=== Your goal ===
Please write out the stretch from the start of the records through the line containing "x=381 y=338", swapping "clay pot interior" for "ceramic pot interior" and leaving everything else as it is.

Position annotation records
══════════════════════════════
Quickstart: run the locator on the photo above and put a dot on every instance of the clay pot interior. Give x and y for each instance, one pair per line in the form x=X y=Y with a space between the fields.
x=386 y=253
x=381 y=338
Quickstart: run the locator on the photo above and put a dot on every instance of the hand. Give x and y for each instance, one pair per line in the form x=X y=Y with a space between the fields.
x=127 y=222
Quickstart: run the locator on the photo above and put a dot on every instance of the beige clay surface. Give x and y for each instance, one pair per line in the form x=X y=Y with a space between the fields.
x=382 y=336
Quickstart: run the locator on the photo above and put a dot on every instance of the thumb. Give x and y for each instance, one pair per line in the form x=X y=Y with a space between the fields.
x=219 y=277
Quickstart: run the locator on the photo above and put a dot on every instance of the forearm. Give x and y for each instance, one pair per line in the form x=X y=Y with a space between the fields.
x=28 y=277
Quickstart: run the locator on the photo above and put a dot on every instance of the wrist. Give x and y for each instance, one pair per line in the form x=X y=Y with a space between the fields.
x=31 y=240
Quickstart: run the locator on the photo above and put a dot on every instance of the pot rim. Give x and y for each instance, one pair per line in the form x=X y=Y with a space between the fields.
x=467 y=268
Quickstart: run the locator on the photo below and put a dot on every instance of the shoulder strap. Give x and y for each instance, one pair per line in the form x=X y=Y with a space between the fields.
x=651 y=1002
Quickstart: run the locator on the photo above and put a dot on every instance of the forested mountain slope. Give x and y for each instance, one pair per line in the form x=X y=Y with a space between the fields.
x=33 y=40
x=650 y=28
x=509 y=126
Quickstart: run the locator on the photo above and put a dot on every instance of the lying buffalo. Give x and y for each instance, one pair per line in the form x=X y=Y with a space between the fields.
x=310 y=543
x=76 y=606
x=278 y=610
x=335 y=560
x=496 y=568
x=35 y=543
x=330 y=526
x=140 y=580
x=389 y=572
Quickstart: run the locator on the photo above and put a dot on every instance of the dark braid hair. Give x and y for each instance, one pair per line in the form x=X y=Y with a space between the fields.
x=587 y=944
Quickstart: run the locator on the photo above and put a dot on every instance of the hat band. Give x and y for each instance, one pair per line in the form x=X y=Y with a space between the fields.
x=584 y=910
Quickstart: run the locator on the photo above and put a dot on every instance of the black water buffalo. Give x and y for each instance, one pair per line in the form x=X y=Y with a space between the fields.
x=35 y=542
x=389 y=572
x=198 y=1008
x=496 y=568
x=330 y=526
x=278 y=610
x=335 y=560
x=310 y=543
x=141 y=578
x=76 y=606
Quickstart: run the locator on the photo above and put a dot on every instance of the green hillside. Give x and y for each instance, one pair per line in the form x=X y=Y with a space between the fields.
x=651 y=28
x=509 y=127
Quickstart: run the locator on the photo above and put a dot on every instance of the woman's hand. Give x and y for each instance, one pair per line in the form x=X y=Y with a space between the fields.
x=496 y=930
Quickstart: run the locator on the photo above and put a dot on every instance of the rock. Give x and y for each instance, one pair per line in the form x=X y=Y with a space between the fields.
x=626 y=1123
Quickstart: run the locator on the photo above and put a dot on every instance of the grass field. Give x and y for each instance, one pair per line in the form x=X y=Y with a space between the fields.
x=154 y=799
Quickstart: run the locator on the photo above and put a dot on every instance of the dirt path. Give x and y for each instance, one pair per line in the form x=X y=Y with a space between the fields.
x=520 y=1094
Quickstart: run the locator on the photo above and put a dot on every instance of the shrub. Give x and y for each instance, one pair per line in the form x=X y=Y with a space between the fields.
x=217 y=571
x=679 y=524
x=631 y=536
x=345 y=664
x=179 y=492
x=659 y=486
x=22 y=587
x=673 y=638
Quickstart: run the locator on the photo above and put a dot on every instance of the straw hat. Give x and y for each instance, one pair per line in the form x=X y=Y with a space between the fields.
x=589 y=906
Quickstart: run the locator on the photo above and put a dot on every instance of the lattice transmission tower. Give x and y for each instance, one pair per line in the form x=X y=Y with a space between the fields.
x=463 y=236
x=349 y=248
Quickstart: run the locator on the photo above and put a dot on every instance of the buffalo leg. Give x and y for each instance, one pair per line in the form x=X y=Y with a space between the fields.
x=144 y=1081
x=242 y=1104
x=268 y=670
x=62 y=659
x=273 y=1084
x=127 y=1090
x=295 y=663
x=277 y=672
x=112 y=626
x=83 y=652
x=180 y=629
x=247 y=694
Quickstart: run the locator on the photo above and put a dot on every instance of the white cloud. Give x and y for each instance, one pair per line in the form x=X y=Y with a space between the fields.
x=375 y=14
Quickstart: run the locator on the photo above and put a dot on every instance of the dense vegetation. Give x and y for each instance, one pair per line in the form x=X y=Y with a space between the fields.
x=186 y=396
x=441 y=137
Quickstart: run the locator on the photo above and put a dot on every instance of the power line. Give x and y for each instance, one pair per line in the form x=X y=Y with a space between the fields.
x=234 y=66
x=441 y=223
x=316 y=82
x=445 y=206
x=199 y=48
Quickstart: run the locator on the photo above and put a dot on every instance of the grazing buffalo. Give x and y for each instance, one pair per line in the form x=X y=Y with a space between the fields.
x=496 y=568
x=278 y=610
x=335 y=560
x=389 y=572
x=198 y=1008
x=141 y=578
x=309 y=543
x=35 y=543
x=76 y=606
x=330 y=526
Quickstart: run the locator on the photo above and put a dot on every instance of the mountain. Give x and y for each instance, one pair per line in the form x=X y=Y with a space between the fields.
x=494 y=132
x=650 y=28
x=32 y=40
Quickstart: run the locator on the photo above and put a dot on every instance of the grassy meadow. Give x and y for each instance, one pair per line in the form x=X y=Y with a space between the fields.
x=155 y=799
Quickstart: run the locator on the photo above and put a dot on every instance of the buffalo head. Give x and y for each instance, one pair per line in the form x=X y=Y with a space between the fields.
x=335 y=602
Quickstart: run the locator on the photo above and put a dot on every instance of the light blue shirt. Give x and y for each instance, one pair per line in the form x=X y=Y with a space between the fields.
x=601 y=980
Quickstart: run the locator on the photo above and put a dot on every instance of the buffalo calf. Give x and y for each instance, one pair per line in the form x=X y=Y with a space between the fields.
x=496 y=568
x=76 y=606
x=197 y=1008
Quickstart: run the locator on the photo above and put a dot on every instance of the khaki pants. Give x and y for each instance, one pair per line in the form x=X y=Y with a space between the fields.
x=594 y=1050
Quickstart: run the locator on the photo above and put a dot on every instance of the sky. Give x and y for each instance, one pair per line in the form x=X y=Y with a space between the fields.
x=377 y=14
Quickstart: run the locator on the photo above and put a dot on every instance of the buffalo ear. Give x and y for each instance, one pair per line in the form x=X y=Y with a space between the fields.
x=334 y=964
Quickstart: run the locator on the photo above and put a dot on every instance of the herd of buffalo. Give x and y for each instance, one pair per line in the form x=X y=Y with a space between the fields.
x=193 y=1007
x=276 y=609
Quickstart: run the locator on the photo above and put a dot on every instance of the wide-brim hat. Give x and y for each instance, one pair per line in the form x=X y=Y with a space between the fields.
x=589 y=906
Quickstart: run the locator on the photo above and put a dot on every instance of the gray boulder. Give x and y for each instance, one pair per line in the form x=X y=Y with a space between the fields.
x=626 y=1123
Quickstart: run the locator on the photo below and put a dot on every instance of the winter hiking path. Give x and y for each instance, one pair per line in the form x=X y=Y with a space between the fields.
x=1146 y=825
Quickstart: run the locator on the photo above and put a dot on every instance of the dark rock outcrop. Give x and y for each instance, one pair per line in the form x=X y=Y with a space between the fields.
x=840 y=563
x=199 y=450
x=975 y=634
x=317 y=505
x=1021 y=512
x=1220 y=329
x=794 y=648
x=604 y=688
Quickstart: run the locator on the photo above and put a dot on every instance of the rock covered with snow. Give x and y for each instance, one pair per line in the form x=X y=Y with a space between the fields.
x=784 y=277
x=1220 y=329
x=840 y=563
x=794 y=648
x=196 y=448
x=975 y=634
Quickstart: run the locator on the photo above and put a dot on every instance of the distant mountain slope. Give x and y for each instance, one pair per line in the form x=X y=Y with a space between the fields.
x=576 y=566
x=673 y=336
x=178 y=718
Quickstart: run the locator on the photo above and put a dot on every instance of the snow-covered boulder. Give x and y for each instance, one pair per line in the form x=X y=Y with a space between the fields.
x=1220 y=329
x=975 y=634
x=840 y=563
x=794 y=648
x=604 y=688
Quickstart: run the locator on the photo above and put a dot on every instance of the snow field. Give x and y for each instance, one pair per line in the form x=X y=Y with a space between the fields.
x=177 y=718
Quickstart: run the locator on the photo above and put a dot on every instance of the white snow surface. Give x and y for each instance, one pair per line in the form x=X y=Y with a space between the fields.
══════════════════════════════
=== Final result ===
Quickstart: run the locator on the photo above and put a dot on every instance of the ceramic pot interior. Give x and y for each instance, one pair per line in the form x=X y=Y with a space between the fields.
x=386 y=253
x=381 y=338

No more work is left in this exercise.